本文 –
アフリカンアクセサリーの販売で現地に雇用を生む仕組み作り

Webブランディングを支援する弊社では、たくさんの経営者の方にお会いする機会があります。一つひとつの事業に起業までの物語がありますが、今回はアフリカンアクセサリーの販売で社会貢献を実現されている「Chuui(チューイ)」坂本厚子様の事例をお伝えしましょう。

大ぶりでカラフルな存在感のあるアフリカンアクセサリーを販売

日本にはない質感と艶やかな光沢の大ぶりな陶器アクセサリー。目に鮮やかな色彩や模様のビーズと身に着けたときの存在感が、アフリカンアクセサリーの特徴といえるでしょう。一目で丁寧に作られたとわかる商品には、高級感が漂い、装いに華やかさを加えてくれます。

そんなアフリカンアクセサリーの販売をしているのが、今回ご紹介する「Chuui(チューイ)」の代表・坂本厚子(さかもとあつこ)様です。弊社は頑張る女性経営者を応援しており、坂本様とはご紹介がきっかけでご縁をいただきました。

坂本様の事業のテーマは「フェアトレード」です。アフリカンアクセサリーの販売で、現地に雇用を生み出し、維持し続けていらっしゃるという、とても素敵な方です。日本では珍しいアフリカンアクセサリーに注目したきっかけや現地での製造にこだわる意味、ビジネスを通しての国際協力を続ける理由などをお伝えしていきます。

「Chuui(チューイ)」について

「Chuui」は、坂本様が販売するアフリカンアクセサリーのブランド名、かつ社名です。ケニアの職人の手仕事によって作られたアクセサリーの専門店、かつ日本総販売店というライセンスをお持ちです。自社サイトでの販売だけでなく、オンラインでの取扱店に加え、国内外の実店舗に商品を提供しています。オンラインショップを創設されたのは、2013年12月のこと。

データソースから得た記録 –
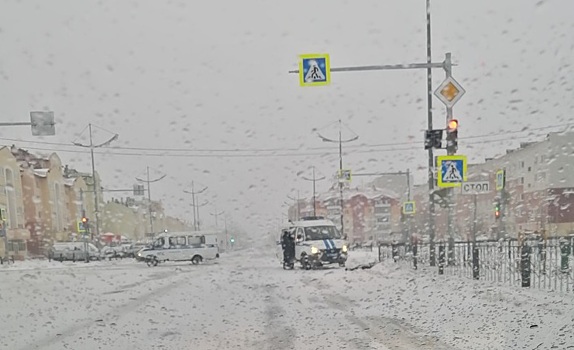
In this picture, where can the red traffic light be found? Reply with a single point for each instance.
(452, 125)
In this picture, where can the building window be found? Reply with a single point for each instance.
(12, 215)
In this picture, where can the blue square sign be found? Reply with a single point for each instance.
(452, 171)
(314, 69)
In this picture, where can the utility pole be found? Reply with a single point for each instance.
(95, 183)
(148, 181)
(298, 201)
(340, 141)
(195, 207)
(314, 179)
(215, 214)
(431, 222)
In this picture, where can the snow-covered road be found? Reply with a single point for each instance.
(248, 302)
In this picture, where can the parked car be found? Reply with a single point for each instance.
(73, 251)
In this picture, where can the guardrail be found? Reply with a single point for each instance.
(531, 263)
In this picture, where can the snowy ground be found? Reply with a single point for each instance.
(248, 302)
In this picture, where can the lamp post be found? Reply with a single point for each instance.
(340, 141)
(148, 181)
(314, 179)
(95, 184)
(215, 214)
(298, 201)
(195, 208)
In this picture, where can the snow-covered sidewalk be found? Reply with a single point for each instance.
(246, 301)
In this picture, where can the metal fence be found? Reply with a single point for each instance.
(532, 263)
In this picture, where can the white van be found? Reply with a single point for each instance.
(318, 242)
(178, 246)
(74, 251)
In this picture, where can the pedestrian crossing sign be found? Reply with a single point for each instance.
(409, 208)
(82, 227)
(314, 70)
(452, 171)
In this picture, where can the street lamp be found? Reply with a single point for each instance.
(148, 181)
(215, 214)
(91, 146)
(314, 179)
(340, 141)
(193, 194)
(298, 201)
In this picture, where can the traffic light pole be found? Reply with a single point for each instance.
(450, 191)
(447, 66)
(431, 223)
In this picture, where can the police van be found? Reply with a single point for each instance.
(190, 246)
(318, 242)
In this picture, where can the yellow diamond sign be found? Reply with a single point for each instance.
(449, 92)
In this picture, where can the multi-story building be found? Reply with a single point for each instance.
(368, 214)
(12, 223)
(538, 194)
(92, 188)
(76, 190)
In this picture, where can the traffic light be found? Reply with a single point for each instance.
(433, 138)
(452, 136)
(497, 210)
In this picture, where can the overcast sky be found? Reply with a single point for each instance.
(212, 75)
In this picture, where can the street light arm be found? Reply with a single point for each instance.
(115, 137)
(80, 145)
(156, 180)
(325, 139)
(315, 179)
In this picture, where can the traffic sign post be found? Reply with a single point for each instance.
(451, 92)
(500, 179)
(476, 187)
(452, 170)
(345, 175)
(500, 185)
(314, 70)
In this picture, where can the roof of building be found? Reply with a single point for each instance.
(41, 172)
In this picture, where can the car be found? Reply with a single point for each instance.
(318, 242)
(179, 246)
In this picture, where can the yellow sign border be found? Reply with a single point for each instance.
(80, 227)
(439, 160)
(342, 179)
(325, 56)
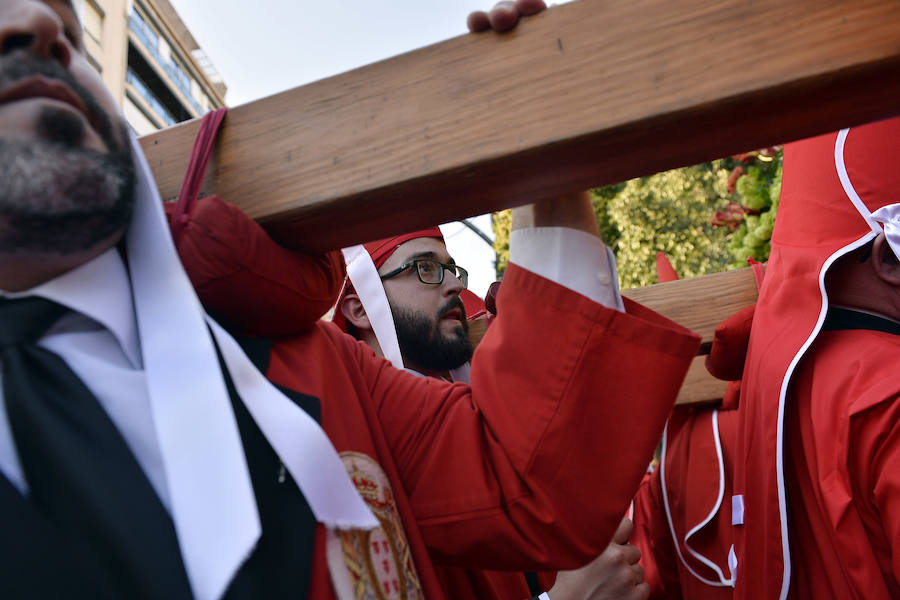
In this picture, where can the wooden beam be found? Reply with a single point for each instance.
(699, 386)
(700, 303)
(588, 93)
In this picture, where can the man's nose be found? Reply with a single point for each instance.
(33, 26)
(451, 283)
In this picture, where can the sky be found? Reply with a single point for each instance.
(262, 47)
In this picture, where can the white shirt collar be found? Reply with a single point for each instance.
(98, 289)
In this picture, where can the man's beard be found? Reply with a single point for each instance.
(58, 197)
(425, 346)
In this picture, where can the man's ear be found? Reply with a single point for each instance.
(353, 311)
(885, 262)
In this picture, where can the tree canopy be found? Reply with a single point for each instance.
(706, 218)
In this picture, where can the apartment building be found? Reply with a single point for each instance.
(150, 61)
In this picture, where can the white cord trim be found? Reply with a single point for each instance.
(723, 581)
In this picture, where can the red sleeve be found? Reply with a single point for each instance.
(535, 464)
(652, 537)
(248, 282)
(875, 460)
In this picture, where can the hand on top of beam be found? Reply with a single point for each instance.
(504, 15)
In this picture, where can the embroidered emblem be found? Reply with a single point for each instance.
(377, 564)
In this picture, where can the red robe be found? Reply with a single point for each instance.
(843, 471)
(689, 496)
(682, 513)
(513, 472)
(817, 464)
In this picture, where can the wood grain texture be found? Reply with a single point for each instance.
(700, 303)
(588, 93)
(699, 386)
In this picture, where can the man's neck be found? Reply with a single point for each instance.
(23, 272)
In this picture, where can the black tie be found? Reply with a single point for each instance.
(81, 474)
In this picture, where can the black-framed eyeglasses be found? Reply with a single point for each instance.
(431, 271)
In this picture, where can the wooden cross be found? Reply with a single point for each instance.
(584, 94)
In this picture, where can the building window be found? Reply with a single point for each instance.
(93, 21)
(150, 98)
(164, 56)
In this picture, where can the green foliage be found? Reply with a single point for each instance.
(758, 190)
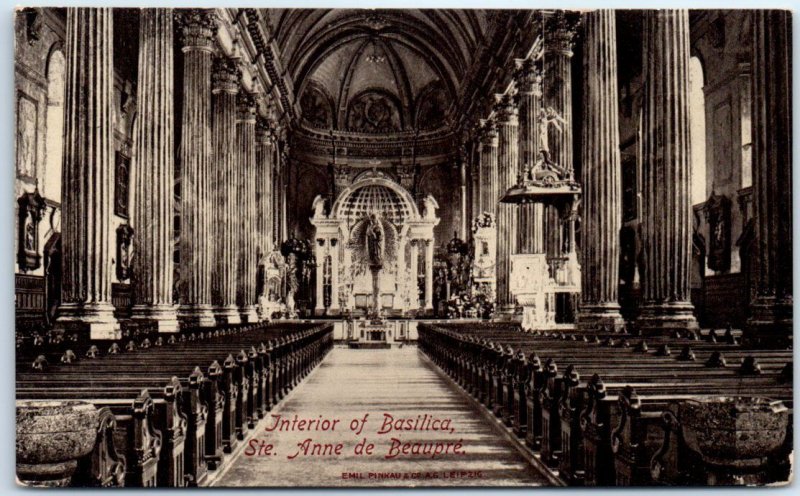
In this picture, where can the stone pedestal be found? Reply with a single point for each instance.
(533, 289)
(51, 437)
(602, 200)
(88, 176)
(154, 174)
(666, 171)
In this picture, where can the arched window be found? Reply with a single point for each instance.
(697, 125)
(50, 180)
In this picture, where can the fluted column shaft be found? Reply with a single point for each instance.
(88, 174)
(246, 178)
(462, 176)
(601, 175)
(263, 192)
(667, 208)
(225, 88)
(507, 168)
(529, 91)
(488, 169)
(153, 173)
(557, 94)
(414, 265)
(319, 249)
(771, 310)
(195, 244)
(428, 274)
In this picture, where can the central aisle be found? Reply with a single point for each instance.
(398, 381)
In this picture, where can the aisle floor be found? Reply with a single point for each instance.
(399, 382)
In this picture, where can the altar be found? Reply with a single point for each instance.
(374, 207)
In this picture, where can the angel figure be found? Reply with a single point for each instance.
(319, 207)
(548, 117)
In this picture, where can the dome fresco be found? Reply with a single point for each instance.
(367, 199)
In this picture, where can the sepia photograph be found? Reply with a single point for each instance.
(268, 247)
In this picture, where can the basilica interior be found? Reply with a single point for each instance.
(482, 192)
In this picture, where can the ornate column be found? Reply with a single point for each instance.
(462, 177)
(263, 212)
(226, 77)
(264, 166)
(560, 29)
(198, 27)
(414, 264)
(666, 194)
(488, 168)
(475, 176)
(601, 176)
(245, 145)
(529, 90)
(153, 174)
(771, 310)
(428, 274)
(276, 198)
(334, 249)
(88, 175)
(507, 167)
(319, 304)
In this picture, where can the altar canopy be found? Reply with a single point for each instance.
(374, 221)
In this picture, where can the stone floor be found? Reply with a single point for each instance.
(400, 382)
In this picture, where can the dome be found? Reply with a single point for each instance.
(372, 197)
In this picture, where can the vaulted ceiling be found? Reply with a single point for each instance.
(379, 70)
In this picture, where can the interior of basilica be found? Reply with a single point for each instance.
(574, 227)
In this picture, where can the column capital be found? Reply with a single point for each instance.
(560, 29)
(264, 131)
(198, 28)
(225, 76)
(528, 77)
(246, 106)
(505, 108)
(488, 132)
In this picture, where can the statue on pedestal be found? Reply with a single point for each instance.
(375, 235)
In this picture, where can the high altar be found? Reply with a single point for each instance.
(344, 279)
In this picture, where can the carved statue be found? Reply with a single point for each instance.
(319, 207)
(429, 207)
(548, 117)
(375, 240)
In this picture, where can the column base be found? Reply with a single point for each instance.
(95, 319)
(249, 314)
(227, 315)
(594, 318)
(196, 316)
(666, 318)
(770, 324)
(161, 318)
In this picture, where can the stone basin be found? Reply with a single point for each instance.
(734, 432)
(51, 437)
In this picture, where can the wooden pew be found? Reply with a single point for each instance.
(493, 367)
(130, 371)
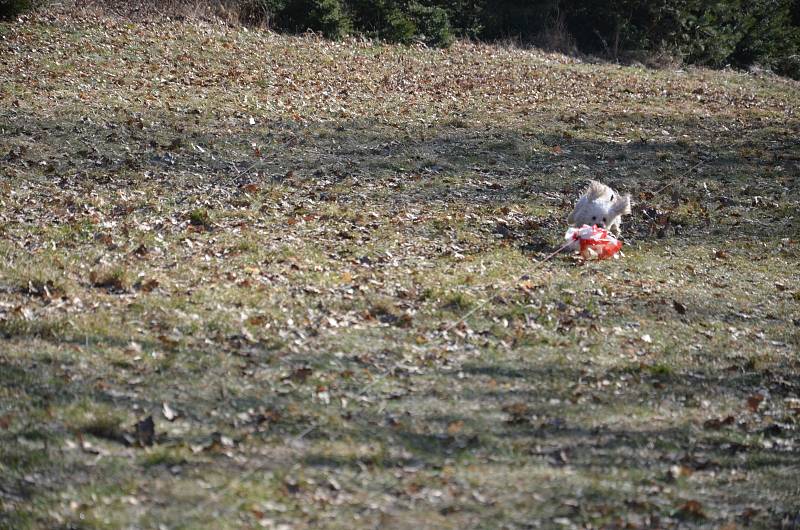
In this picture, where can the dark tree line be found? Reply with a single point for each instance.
(716, 33)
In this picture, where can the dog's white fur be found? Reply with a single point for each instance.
(600, 205)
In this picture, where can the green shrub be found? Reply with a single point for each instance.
(12, 8)
(432, 24)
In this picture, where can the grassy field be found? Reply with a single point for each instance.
(265, 243)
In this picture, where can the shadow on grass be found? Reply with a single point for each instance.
(545, 166)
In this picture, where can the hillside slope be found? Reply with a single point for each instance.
(266, 243)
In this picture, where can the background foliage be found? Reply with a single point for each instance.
(738, 33)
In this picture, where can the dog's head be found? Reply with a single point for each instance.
(599, 205)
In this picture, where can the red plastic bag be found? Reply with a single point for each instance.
(593, 242)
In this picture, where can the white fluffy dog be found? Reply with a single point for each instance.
(600, 205)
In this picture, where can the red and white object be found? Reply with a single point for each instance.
(593, 242)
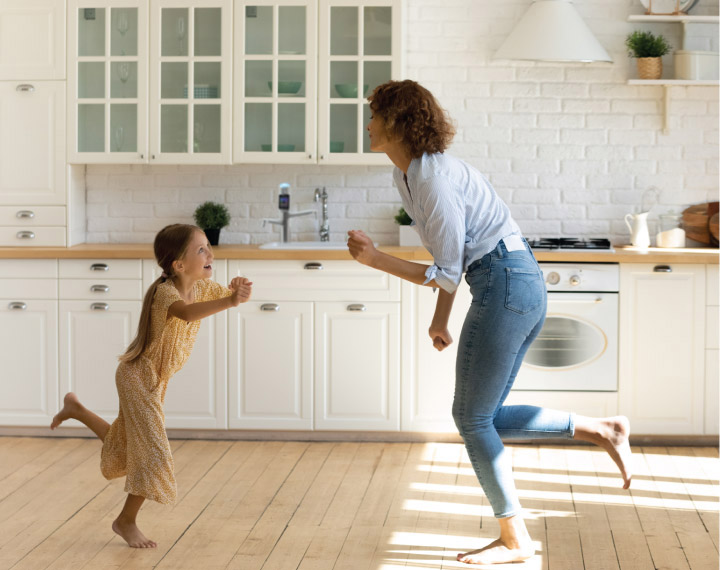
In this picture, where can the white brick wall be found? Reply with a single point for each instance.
(570, 147)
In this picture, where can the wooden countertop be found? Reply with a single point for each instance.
(622, 254)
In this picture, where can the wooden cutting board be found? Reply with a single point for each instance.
(696, 221)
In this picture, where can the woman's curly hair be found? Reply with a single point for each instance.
(412, 114)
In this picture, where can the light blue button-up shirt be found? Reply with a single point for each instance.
(457, 213)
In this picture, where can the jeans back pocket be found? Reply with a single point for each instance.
(525, 290)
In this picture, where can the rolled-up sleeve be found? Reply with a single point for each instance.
(443, 208)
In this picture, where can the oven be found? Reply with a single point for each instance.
(577, 348)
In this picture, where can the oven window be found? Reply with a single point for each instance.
(565, 342)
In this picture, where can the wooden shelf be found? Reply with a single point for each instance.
(682, 18)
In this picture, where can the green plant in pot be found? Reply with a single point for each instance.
(212, 217)
(648, 49)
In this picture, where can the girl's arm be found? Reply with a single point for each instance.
(241, 289)
(438, 330)
(362, 249)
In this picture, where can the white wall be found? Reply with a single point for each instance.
(570, 147)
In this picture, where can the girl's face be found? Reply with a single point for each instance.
(197, 261)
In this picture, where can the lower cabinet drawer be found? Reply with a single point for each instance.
(32, 236)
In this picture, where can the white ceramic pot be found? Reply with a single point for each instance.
(701, 65)
(408, 236)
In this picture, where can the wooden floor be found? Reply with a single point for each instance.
(348, 506)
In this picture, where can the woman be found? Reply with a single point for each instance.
(467, 228)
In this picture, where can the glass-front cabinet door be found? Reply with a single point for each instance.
(359, 50)
(190, 87)
(275, 78)
(107, 81)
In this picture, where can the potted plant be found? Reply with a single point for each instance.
(407, 233)
(648, 49)
(212, 217)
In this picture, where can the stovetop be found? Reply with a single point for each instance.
(570, 243)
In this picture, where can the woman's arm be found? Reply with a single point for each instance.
(241, 289)
(362, 249)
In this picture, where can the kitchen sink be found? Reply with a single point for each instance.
(305, 245)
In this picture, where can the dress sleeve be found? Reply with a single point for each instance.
(165, 295)
(210, 290)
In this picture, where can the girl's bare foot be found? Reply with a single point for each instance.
(131, 534)
(71, 406)
(497, 553)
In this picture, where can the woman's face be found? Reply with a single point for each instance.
(378, 135)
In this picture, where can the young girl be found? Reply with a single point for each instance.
(136, 444)
(468, 229)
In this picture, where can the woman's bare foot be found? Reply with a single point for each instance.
(71, 406)
(132, 535)
(613, 435)
(497, 553)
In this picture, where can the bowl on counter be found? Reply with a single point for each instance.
(287, 87)
(348, 90)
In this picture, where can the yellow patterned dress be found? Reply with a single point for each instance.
(136, 444)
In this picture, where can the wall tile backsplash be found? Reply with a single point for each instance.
(570, 147)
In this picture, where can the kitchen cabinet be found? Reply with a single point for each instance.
(712, 352)
(100, 302)
(196, 397)
(294, 356)
(28, 311)
(142, 94)
(32, 40)
(662, 348)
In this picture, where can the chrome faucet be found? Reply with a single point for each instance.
(324, 225)
(284, 206)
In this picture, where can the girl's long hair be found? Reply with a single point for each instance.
(170, 244)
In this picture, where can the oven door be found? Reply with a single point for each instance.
(577, 347)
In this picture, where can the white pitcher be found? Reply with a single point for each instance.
(639, 234)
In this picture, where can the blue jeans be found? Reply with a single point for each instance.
(508, 307)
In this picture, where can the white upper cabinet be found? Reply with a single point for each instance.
(359, 50)
(32, 39)
(130, 69)
(275, 74)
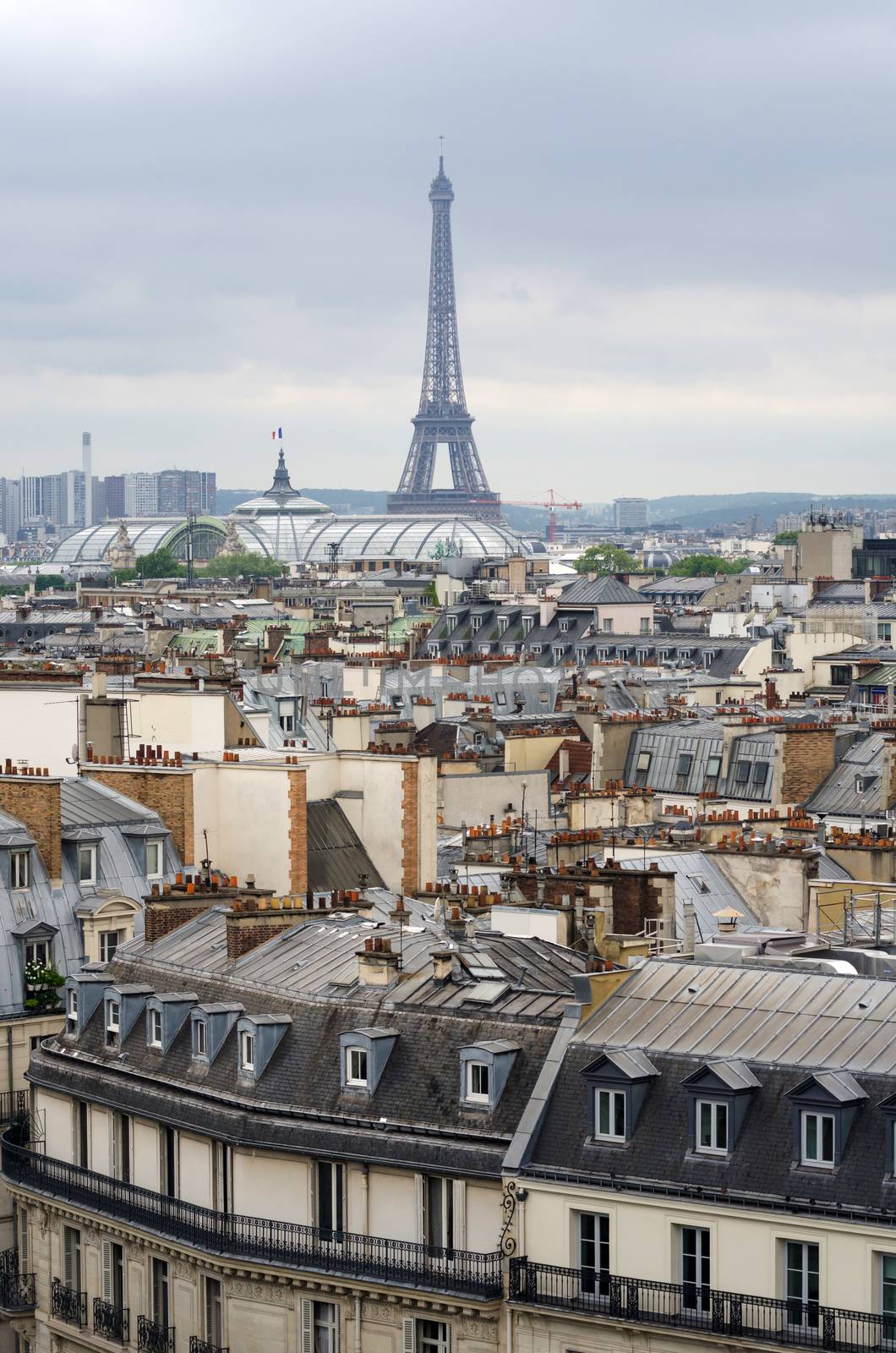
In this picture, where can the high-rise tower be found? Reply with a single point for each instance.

取り組む課題 –
- A) 次の(i)〜(iii)が本文の内容と合っているかを判断し、「はい」か「いいえ」で答えなさい。あわせて、判断の根拠となる本文の語句をそのまま引用しなさい。
(i) 「Chuui」はブランド名であり、社名でもある。
(ii) 「Chuui」のアクセサリーはタンザニアの職人の手仕事で作られている。
(iii) 「Chuui」の商品は自社サイトでのみ販売されている。
- B) 本文のうち、「大ぶりでカラフルな存在感のあるアフリカンアクセサリーを販売」から「は、2013年12月のこと。」までを一字も変えずに書き出しなさい。
- C) 「Chuui」を紹介する本文の最後の文に続けて、その先を書き進めなさい。

課題別の解答 –
- A)
(i) はい。「「Chuui」は、坂本様が販売するアフリカンアクセサリーのブランド名、かつ社名です」
(ii) いいえ。「ケニアの職人の手仕事によって作られたアクセサリーの専門店」
(iii) いいえ。「自社サイトでの販売だけでなく、オンラインでの取扱店に加え、国内外の実店舗に商品を提供しています」

- B)
大ぶりでカラフルな存在感のあるアフリカンアクセサリーを販売

日本にはない質感と艶やかな光沢の大ぶりな陶器アクセサリー。目に鮮やかな色彩や模様のビーズと身に着けたときの存在感が、アフリカンアクセサリーの特徴といえるでしょう。一目で丁寧に作られたとわかる商品には、高級感が漂い、装いに華やかさを加えてくれます。

そんなアフリカンアクセサリーの販売をしているのが、今回ご紹介する「Chuui(チューイ)」の代表・坂本厚子(さかもとあつこ)様です。弊社は頑張る女性経営者を応援しており、坂本様とはご紹介がきっかけでご縁をいただきました。

坂本様の事業のテーマは「フェアトレード」です。アフリカンアクセサリーの販売で、現地に雇用を生み出し、維持し続けていらっしゃるという、とても素敵な方です。日本では珍しいアフリカンアクセサリーに注目したきっかけや現地での製造にこだわる意味、ビジネスを通しての国際協力を続ける理由などをお伝えしていきます。

「Chuui(チューイ)」について

「Chuui」は、坂本様が販売するアフリカンアクセサリーのブランド名、かつ社名です。ケニアの職人の手仕事によって作られたアクセサリーの専門店、かつ日本総販売店というライセンスをお持ちです。自社サイトでの販売だけでなく、オンラインでの取扱店に加え、国内外の実店舗に商品を提供しています。オンラインショップを創設されたのは、2013年12月のこと。

- C)
ケニアで採れる良質な土が使われ、女性職人の手によって、ひとつひとつの(陶器)ビーズが作られています。ビーズの色付けや焼きあがったビーズの組み合わせ、紐通しなど、アクセサリーの製造は、まさに手仕事です。ケニア社会で不利な立場にある女性の雇用支援をアクセサリーの製造で実現されています。

このようなビジネスモデルですので、世界フェアトレード連盟の認定商品となっています。世界フェアトレード連盟 は、社会的に弱い立場にある人々の自立や生活環境の改善を目指し、フェアトレードを支援する国際的な機関です。

Chuuiが手掛ける事業そのものの社意義深さはもちろんのこと、自社サイトでの情報発信に力を入れていらっしゃることにも注目する必要があるでしょう。Chuuiの自社サイトには、ブランドのメッセージとなるコンテンツが豊富に用意されています。

販売につながる自社サイト上の豊富なコンテンツ

初めてアフリカンアクセサリーを知った方や、フェアトレードに興味がある方などがChuuiのサイトにたどり着いたとしましょう。そこでは、例えば、「ビーズの美しさはどのように生み出されているのか」「何故、アフリカンアクセサリーなのか」「フェアトレードにこだわる理由は何か」などの興味や関心があって導かれてきたはずです。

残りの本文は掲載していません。